▸ PROBLEM TO WORK ON:
Reproduce everything from the line containing "Would you be willing to mark the shirt" down to the line containing "column 497, row 215" in the entries below, including both of those lines.

BEGIN DATA TO PROCESS

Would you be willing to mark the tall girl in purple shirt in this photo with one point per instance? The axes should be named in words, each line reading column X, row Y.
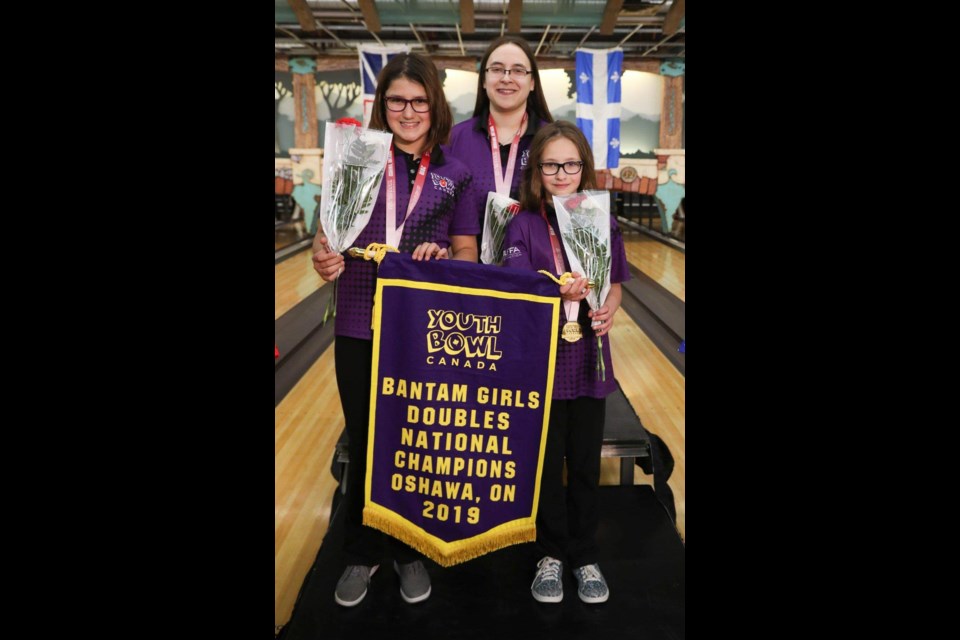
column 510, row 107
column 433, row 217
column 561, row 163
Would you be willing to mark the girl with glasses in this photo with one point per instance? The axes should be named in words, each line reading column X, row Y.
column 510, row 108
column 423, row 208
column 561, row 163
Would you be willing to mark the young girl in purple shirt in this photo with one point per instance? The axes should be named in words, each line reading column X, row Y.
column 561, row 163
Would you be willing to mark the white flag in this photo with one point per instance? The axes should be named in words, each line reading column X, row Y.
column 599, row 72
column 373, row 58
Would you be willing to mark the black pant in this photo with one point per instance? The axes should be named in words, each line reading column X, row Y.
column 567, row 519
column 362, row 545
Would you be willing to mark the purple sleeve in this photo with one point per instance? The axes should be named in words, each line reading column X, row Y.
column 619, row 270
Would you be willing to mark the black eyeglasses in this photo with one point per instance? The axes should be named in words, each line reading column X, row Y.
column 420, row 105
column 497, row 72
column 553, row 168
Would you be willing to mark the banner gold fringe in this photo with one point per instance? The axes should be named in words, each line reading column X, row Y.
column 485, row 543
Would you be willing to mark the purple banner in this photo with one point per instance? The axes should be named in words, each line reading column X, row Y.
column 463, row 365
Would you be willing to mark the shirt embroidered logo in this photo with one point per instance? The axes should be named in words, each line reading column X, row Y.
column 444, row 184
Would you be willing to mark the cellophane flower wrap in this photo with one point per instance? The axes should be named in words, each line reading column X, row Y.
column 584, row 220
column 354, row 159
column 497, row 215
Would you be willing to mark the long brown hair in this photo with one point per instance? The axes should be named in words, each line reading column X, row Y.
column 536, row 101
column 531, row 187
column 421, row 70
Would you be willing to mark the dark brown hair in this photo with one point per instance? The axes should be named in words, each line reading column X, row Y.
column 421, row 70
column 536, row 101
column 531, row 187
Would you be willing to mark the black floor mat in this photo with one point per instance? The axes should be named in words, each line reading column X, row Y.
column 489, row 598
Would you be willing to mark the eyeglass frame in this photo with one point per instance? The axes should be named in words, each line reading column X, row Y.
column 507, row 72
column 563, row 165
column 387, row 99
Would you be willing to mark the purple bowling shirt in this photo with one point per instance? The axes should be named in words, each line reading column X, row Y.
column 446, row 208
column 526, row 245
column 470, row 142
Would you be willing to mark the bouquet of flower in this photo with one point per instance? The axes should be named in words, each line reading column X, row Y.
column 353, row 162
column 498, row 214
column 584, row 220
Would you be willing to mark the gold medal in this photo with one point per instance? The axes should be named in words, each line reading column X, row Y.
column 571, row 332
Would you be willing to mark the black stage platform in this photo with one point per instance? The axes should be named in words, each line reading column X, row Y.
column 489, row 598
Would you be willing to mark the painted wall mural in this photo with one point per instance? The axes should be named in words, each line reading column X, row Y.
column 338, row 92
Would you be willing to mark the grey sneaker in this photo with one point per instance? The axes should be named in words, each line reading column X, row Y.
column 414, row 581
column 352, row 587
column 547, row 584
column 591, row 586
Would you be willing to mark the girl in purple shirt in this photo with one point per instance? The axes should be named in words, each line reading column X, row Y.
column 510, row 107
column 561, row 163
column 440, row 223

END DATA TO PROCESS

▸ FINISHED ANSWER:
Would you be willing to mark the shirt embroidered logo in this photo with one point per instance? The axes should be named in words, each line reading column X, row Y.
column 444, row 184
Would you be willing to mark the cellophane flower wrap in this photo with one point per instance? The axes should be named in words, each line reading column X, row Y.
column 584, row 220
column 354, row 159
column 497, row 215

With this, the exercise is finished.